**Provided data**
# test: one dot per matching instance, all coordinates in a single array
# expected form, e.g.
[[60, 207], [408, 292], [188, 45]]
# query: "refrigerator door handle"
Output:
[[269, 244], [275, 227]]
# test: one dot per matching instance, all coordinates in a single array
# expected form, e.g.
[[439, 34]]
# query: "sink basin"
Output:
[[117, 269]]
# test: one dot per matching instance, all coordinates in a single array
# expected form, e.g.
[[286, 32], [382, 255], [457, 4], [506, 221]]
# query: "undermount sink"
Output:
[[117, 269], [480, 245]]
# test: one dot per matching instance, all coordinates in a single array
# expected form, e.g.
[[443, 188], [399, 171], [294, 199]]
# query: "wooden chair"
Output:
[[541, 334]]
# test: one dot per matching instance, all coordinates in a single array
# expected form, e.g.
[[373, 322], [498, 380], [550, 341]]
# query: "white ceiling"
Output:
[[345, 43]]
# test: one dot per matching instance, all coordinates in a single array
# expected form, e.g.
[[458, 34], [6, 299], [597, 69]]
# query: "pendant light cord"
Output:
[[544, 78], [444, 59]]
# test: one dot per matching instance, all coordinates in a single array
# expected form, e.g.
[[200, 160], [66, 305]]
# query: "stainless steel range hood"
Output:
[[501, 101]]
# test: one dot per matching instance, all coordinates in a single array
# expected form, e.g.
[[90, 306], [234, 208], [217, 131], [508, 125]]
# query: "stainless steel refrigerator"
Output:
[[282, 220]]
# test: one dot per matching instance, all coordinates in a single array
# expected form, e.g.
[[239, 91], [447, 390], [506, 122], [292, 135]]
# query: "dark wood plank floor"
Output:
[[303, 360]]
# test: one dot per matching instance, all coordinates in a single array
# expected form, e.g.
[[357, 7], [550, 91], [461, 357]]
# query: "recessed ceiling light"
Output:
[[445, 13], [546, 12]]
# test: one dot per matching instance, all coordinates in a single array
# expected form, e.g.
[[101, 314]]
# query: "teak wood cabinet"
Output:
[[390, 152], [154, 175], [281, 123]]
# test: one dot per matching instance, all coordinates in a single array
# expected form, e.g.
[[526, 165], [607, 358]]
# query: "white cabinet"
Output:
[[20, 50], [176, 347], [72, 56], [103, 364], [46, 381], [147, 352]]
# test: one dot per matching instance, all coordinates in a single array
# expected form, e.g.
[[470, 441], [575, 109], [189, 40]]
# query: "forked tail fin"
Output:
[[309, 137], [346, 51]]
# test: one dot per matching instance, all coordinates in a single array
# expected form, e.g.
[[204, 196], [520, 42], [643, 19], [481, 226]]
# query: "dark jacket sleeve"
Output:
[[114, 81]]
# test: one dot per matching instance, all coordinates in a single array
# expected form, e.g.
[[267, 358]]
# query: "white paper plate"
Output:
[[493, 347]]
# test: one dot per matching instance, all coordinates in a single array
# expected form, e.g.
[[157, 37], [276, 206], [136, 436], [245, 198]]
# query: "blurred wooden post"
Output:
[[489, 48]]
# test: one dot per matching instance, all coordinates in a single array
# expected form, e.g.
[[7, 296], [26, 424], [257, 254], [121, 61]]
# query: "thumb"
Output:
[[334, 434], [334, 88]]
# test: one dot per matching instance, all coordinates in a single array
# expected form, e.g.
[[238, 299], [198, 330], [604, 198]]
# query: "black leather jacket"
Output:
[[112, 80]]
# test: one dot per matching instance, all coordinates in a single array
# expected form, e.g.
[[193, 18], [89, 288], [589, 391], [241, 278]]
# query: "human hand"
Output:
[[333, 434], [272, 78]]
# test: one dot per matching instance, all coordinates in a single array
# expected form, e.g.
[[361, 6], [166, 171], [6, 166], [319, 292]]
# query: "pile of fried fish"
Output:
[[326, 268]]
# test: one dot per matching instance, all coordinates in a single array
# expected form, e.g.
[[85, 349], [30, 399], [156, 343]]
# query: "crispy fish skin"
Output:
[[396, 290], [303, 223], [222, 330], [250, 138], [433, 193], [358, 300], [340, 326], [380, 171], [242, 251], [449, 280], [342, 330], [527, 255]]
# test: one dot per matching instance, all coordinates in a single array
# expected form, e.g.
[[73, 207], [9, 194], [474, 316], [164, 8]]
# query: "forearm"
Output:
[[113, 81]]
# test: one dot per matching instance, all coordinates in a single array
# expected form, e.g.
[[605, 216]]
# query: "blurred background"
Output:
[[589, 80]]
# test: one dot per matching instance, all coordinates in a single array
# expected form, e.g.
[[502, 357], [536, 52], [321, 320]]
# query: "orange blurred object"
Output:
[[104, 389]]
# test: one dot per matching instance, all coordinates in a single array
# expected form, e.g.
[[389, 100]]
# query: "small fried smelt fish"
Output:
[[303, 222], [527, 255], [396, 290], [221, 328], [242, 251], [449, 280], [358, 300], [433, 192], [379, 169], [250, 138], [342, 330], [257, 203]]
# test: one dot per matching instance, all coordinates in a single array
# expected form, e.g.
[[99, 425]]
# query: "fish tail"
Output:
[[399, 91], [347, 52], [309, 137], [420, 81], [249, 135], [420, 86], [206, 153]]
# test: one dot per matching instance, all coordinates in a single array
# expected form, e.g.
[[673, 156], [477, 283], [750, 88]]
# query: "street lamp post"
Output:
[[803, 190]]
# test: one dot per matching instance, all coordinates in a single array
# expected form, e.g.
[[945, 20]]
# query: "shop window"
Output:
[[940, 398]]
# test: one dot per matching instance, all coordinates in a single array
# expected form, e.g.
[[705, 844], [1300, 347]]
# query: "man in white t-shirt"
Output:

**What to produce**
Return each line above exactly.

**Result below**
# test: one dot per matching instance, all coordinates in a single array
# expected form, e.g.
[[60, 207], [408, 292], [188, 45]]
# query: "refrigerator door handle"
Output:
[[269, 244], [275, 227]]
# test: one dot per matching instance, all coordinates in a single array
# expected form, e.g.
[[439, 34]]
# query: "sink basin"
Output:
[[117, 269]]
# test: one dot per matching instance, all coordinates in a single array
# expected form, e.g.
[[286, 32], [382, 255], [457, 4], [506, 221]]
# query: "undermount sink"
Output:
[[117, 269], [480, 245]]
# test: one dot per matching instance, all coordinates in a single array
# expected form, e.g.
[[443, 188], [399, 171], [294, 199]]
# query: "wooden chair"
Output:
[[541, 334]]
# test: one dot per matching instance, all coordinates in a single array
# expected form, e.g.
[[373, 322], [498, 380], [550, 341]]
# query: "white ceiling"
Output:
[[345, 43]]
# test: one dot per matching instance, all coordinates in a single array
# expected form, e.g.
[[458, 34], [6, 299], [597, 69]]
# query: "pendant light cord"
Output:
[[544, 78], [444, 59]]
# test: one dot per matching instance, all coordinates in a single array
# expected form, e.g.
[[200, 160], [66, 305]]
# query: "stainless steel range hood"
Output:
[[501, 101]]
# test: one dot per matching instance, all coordinates in a single array
# expected form, e.g.
[[90, 306], [234, 208], [217, 131], [508, 125]]
# query: "stainless steel refrigerator"
Output:
[[282, 220]]
# test: one dot per matching instance, all coordinates in a single array
# expected form, e.g.
[[239, 91], [447, 390], [506, 122], [292, 135]]
# query: "dark wood plank floor"
Output:
[[303, 360]]
# test: one dot per matching instance, all coordinates in a single array
# expected form, e.g.
[[357, 7], [550, 91], [461, 357]]
# query: "recessed ceiling light"
Output:
[[445, 13], [546, 12]]
# test: one dot per matching instance, all coordinates in a single array
# expected form, e.g.
[[101, 314]]
# query: "teak wood cabinet"
Output:
[[390, 152], [154, 175], [281, 123]]
# test: one dot per matching instance, all coordinates in a single array
# expected form, e.g.
[[526, 165], [607, 358]]
# query: "white cabinet"
Output:
[[20, 50], [176, 347], [72, 56], [103, 364], [46, 381], [147, 352]]
# test: one dot per matching instance, all coordinates in a single array
# expected form, e.g.
[[470, 441], [575, 109], [189, 40]]
# query: "forked tail fin"
Output:
[[309, 137], [346, 51]]
# test: one dot per matching instance, all coordinates in a single array
# expected form, e.g.
[[204, 196], [520, 42], [643, 19], [481, 226]]
# query: "dark jacket sleeve"
Output:
[[114, 81]]
# test: one dot per matching instance, all coordinates in a single array
# expected form, e.g.
[[267, 358]]
# query: "white paper plate"
Output:
[[493, 347]]
# test: one dot per matching instance, all coordinates in a single array
# expected form, e.g.
[[157, 37], [276, 206], [136, 436], [245, 198]]
# query: "blurred wooden post"
Output:
[[489, 48]]
# test: one dot per matching instance, all coordinates in a single array
# expected form, e.g.
[[7, 296], [26, 424], [257, 254], [121, 61]]
# query: "thumb"
Output:
[[334, 434], [334, 88]]
# test: one dot per matching instance, all coordinates in a single array
# expected form, e.g.
[[238, 299], [198, 330], [604, 198]]
# query: "black leather jacket"
Output:
[[112, 80]]
# test: one dot per matching instance, all coordinates in a single array
# expected form, e.g.
[[193, 18], [89, 288], [589, 391], [241, 278]]
# query: "human hand"
Output:
[[333, 434], [272, 78]]
# test: one dot per matching instance, all coordinates in a single array
# expected form, e.g.
[[361, 6], [166, 171], [6, 166], [319, 292]]
# query: "pile of fried fish"
Output:
[[326, 268]]
# test: one dot per matching instance, all coordinates in a single array
# expected form, e.g.
[[85, 349], [30, 399], [156, 343]]
# query: "crispy fish skin"
Output:
[[396, 290], [303, 223], [222, 330], [250, 138], [433, 193], [358, 300], [340, 326], [380, 171], [242, 251], [449, 280], [342, 330], [527, 255]]
# test: one dot per matching instance, all coordinates in a single array
# expected form, e.g.
[[73, 207], [9, 194], [474, 316], [164, 8]]
# query: "forearm"
Output:
[[113, 81]]
# test: one dot per matching instance, all coordinates in a single array
# expected form, e.g.
[[605, 216]]
# query: "blurred background"
Output:
[[589, 80]]
# test: one dot per matching instance, all coordinates in a single array
# expected form, e.g.
[[502, 357], [536, 52], [321, 320]]
# query: "orange blurred object"
Output:
[[104, 389]]
# test: one dot per matching instance, all coordinates in a single array
# expected form, e.g.
[[389, 100]]
# query: "small fried smelt fish"
Output:
[[303, 222], [527, 255], [396, 290], [221, 328], [242, 251], [449, 280], [358, 300], [433, 192], [379, 169], [250, 138], [342, 330], [257, 203]]
# test: one dot per matching instance, all coordinates in a single array
# expected form, e.g.
[[99, 425]]
# query: "fish tail"
Output:
[[399, 91], [347, 52], [309, 137], [420, 81], [249, 135], [420, 86], [206, 153]]
# test: one dot per matching instance, all coordinates in a single array
# expected form, e.g.
[[673, 156], [477, 283], [750, 88]]
# query: "street lamp post"
Output:
[[803, 190]]
# test: one dot per matching instance, all coordinates in a single array
# expected form, e.g.
[[945, 20]]
# query: "shop window"
Output:
[[940, 398]]
# test: one dot per matching instance, all coordinates in a single array
# expected form, e.g.
[[705, 844], [1300, 347]]
# query: "man in white t-shirt"
Output:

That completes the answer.